Dataset extract START
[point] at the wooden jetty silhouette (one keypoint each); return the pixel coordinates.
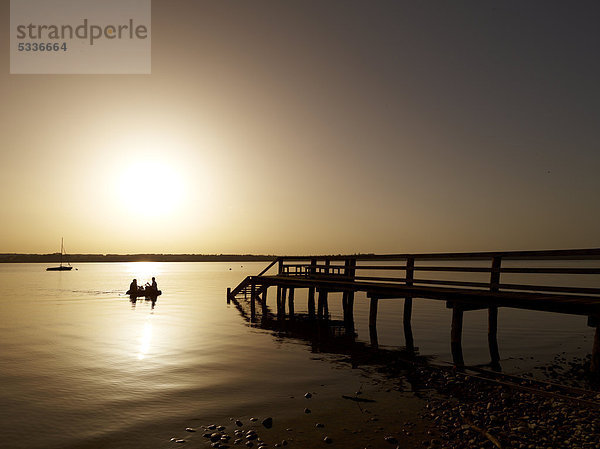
(466, 281)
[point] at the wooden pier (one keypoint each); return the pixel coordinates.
(466, 281)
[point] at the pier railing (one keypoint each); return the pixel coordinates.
(563, 281)
(564, 272)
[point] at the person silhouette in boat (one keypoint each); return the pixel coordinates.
(151, 288)
(133, 287)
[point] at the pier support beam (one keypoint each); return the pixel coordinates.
(595, 362)
(291, 303)
(373, 322)
(279, 311)
(253, 302)
(283, 301)
(348, 306)
(323, 307)
(493, 337)
(406, 323)
(311, 303)
(456, 335)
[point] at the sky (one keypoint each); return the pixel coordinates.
(315, 127)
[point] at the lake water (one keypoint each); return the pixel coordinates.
(82, 366)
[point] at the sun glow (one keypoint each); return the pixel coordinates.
(151, 188)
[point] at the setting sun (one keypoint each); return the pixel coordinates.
(151, 188)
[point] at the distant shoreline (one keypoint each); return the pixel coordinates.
(82, 258)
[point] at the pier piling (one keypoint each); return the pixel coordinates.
(493, 336)
(311, 303)
(291, 303)
(456, 335)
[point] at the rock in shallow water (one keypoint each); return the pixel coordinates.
(268, 422)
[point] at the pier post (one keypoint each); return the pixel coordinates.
(279, 316)
(456, 335)
(348, 303)
(311, 303)
(493, 314)
(493, 336)
(322, 307)
(408, 337)
(595, 362)
(253, 302)
(264, 304)
(373, 312)
(291, 303)
(407, 316)
(348, 295)
(373, 322)
(283, 300)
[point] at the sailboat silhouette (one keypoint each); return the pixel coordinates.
(61, 267)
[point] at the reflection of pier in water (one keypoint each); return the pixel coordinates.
(328, 336)
(472, 282)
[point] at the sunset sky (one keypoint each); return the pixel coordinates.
(296, 127)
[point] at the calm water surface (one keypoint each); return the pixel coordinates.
(81, 366)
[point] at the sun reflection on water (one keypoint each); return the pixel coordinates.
(143, 271)
(145, 339)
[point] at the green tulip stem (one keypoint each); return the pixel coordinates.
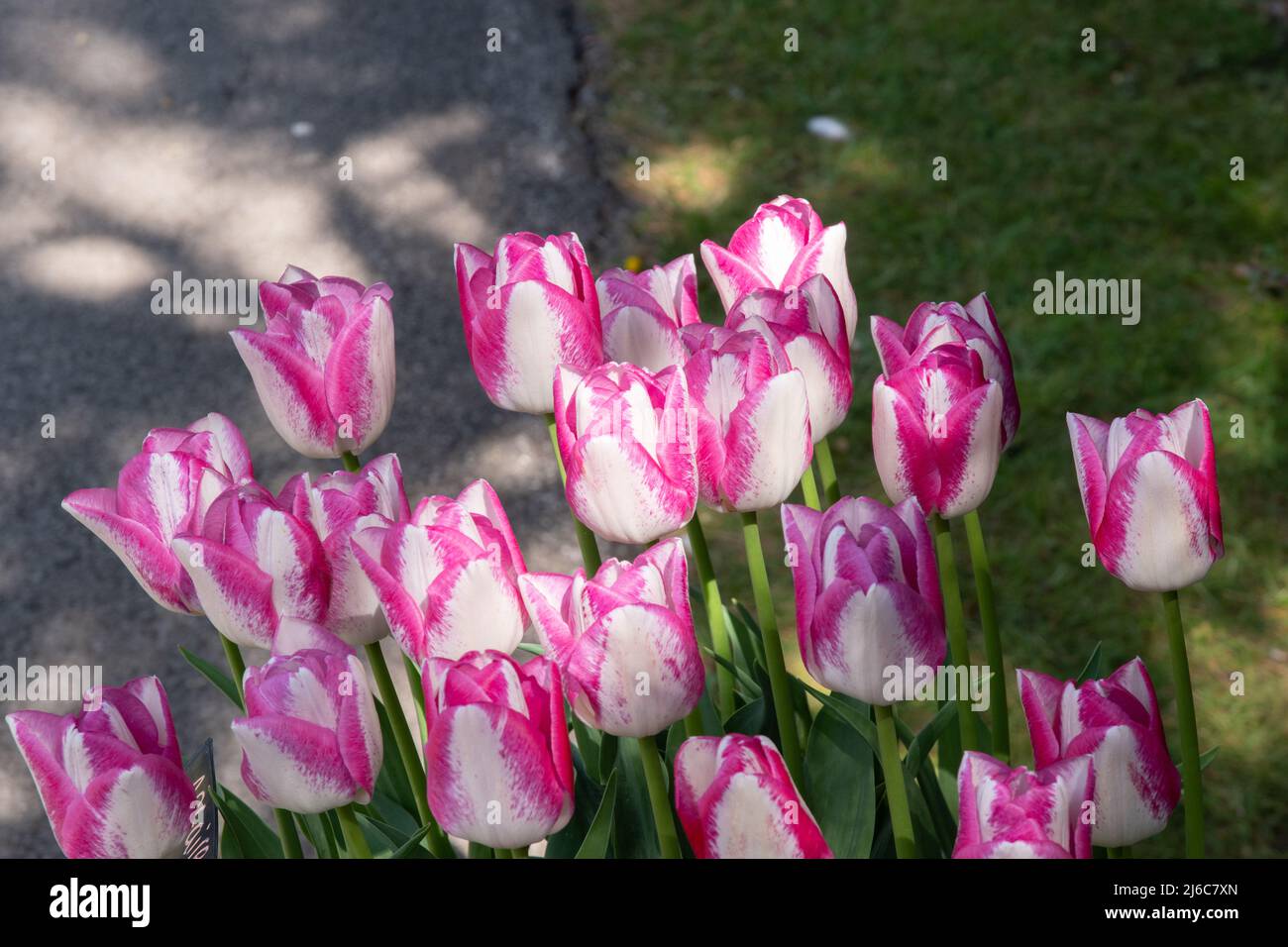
Dataset extract END
**Exercise brief**:
All of the data above should be transcribed verbatim, with pictures omitted.

**Task output**:
[point] at the wooden jetty silhouette (one keypoint each); return the pixel coordinates.
(466, 281)
[point] at the wooden pier (one keypoint each); return the pixel coordinates.
(466, 281)
[point] at the pier railing (one keypoint each); return the pixel coordinates.
(563, 281)
(564, 272)
[point] at the person silhouette in boat (one keypoint each); return the pixel coordinates.
(151, 288)
(133, 287)
[point] at the pier support beam (one keypoint each); return the pixel coordinates.
(595, 362)
(291, 303)
(373, 322)
(279, 311)
(253, 302)
(283, 301)
(348, 306)
(323, 307)
(493, 337)
(406, 323)
(311, 303)
(456, 335)
[point] at the sky (one keypoint each); return the pixel coordinates.
(315, 127)
[point] at the lake water (one keypoint each); return the pixel coordinates.
(82, 366)
[point] at the sun glow (one keypoint each); return the pixel coordinates.
(151, 188)
[point] at the setting sun (one keypoint each); return the pixel coordinates.
(151, 188)
[point] at the distant shoreline (one keypoint each); return the pixel coordinates.
(82, 258)
[point] at the pier piling (one keypoint each); return the pixel coordinates.
(493, 336)
(311, 303)
(291, 303)
(456, 335)
[point] at the rock in shallow water (one keypoint each); return the pixel coordinates.
(268, 422)
[point] at the pier post (one keypoint each); return the pixel coordinates.
(279, 316)
(456, 335)
(348, 303)
(311, 303)
(493, 314)
(493, 336)
(322, 307)
(408, 337)
(595, 362)
(253, 302)
(264, 304)
(373, 312)
(291, 303)
(407, 316)
(348, 295)
(373, 322)
(283, 300)
[point] at the sailboat silhouette (one keypoint each); return the pixel coordinates.
(61, 267)
[point] at the reflection of pier in water (one keypoint each); return the pixel coordinates.
(328, 336)
(472, 282)
[point] at the sunset sky (one keypoint each); return the pixel coordinates.
(296, 127)
[point] at the calm water surface (one keypoint each); return the pixel coordinates.
(81, 366)
[point] at the sun reflection on water (one keypoint each); return the pixel coordinates.
(143, 271)
(145, 339)
[point] at the green tulip stem (one keypoint each); return the pixel coordinates.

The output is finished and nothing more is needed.